Текст для разбора →

※

Предыдущая   На главную   Содержание   Следующая
 
Слишком хорошая мать или Медея по-русски
 
о спектакле "Медея" Камы Гинкаса (Московский Театр Юного Зрителя)


 
  
 


Быть женщиной - значит скорбеть
- Юлия Кристева


Несмотря на то, что постановка основывается сразу на трёх классических текстах - Сенеки, Ануя и Бродского - основной драматург спектакля, эстетика которого доминирует в работе Камы Гинкаса, в этом перечне так и не назван. Главным ориентиром для "Медеи" является, конечно, Чехов, ибо все решаемые героями конфликты, все задаваемые ими вопросы и найденные ответы на них принадлежат к чеховском парадигме: драма ищущего человека, порыв которого захлёбывается в окружающем его мещанстве и равнодушии, и даже если художнице удаётся совершить поступок, оторвавшись от детей и быта, взлететь в небеса золотым драконом (или уехать-таки в Москву, в Москву), то это всё равно ничего не изменит. Поступок Медеи, её страсть, её отчаяние, её идеи и, конечно, трагедия так ничего и не докажут и ничему не научат простых обывателей, которые и не заметят ещё одной звезды на небосклоне и продолжат свою размеренную и тихую жизнь в очередях за сосисками и домашних радостях от удачно засоленных огурцов; финальный монолог кормилицы почти цитатно похож на слова Фирса из "Вишневого сада". Извечная импотенция русской интеллигенции, которая не то что изменить мир не может, но вообще ретируется перед любой встречей с бытовухой и кухонной рутиной. Финал спектакля перекликается со знаменитым "слышится отдаленный звук, точно с неба, звук лопнувшей струны, замирающий, печальный. Наступает тишина, и только слышно, как далеко в саду топором стучат по дереву". Победа жизни над идеями, материи над прожектами, реальности над возвышенными идеалами - таков чеховский ответ "Медее".

※

Исходные данные →

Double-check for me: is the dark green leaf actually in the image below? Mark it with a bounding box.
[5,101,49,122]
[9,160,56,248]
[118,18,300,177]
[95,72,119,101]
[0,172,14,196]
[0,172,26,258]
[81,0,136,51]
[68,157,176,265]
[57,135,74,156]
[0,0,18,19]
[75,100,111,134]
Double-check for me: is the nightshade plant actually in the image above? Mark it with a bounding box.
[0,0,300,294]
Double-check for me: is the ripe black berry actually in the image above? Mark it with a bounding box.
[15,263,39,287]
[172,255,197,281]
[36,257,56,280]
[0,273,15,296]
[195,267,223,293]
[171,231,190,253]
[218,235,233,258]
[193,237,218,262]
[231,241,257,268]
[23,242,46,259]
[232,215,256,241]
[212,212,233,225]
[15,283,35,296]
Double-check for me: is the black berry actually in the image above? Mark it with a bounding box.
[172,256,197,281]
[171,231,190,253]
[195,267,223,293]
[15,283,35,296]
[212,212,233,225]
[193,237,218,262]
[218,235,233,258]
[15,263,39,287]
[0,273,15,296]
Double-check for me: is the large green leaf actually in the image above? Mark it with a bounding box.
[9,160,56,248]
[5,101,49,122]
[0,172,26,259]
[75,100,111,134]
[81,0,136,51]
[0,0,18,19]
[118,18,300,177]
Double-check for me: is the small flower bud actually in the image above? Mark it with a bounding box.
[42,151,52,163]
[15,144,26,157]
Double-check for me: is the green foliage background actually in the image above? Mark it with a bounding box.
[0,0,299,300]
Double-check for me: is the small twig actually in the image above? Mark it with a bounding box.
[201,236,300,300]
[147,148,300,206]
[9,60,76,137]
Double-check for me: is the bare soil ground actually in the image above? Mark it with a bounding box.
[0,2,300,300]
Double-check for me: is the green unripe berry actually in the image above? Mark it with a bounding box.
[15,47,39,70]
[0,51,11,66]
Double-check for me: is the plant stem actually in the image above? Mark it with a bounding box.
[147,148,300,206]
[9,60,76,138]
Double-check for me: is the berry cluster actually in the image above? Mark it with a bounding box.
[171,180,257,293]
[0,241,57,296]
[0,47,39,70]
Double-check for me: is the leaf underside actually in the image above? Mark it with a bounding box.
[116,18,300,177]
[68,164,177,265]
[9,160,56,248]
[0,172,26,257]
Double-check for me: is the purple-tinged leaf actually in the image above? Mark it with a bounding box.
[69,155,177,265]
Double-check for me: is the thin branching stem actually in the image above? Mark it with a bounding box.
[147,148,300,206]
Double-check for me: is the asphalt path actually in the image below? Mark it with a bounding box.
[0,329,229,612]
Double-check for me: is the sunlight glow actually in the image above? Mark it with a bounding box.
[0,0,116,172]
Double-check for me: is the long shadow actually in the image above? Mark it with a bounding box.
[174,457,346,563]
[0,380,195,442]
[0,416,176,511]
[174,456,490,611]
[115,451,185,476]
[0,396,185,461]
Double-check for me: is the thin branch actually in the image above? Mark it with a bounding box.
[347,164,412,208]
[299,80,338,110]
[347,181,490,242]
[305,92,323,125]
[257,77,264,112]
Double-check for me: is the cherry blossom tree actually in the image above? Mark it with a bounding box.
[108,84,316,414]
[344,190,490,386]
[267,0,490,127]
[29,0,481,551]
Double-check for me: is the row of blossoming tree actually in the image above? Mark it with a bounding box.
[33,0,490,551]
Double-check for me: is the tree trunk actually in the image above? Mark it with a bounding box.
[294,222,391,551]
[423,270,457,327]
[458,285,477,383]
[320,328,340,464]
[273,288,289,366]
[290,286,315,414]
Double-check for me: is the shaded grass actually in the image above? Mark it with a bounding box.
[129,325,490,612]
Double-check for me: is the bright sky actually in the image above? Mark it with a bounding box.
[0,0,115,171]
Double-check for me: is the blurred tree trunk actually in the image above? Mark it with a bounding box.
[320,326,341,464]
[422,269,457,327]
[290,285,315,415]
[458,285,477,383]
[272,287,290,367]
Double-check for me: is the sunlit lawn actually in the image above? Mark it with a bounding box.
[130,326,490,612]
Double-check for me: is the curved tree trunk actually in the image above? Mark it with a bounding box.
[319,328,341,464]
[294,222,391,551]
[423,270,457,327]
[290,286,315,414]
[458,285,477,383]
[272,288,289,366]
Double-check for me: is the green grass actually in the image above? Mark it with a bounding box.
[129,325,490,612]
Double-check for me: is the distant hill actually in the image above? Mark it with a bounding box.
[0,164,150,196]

※

Дословно процитируйте из рецензии на спектакль «Медея» отрывок от слов «Предыдущая   На» до слов «Театр Юного Зрителя)».

Решение →
Предыдущая   На главную   Содержание   Следующая
 
Слишком хорошая мать или Медея по-русски
 
о спектакле "Медея" Камы Гинкаса (Московский Театр Юного Зрителя)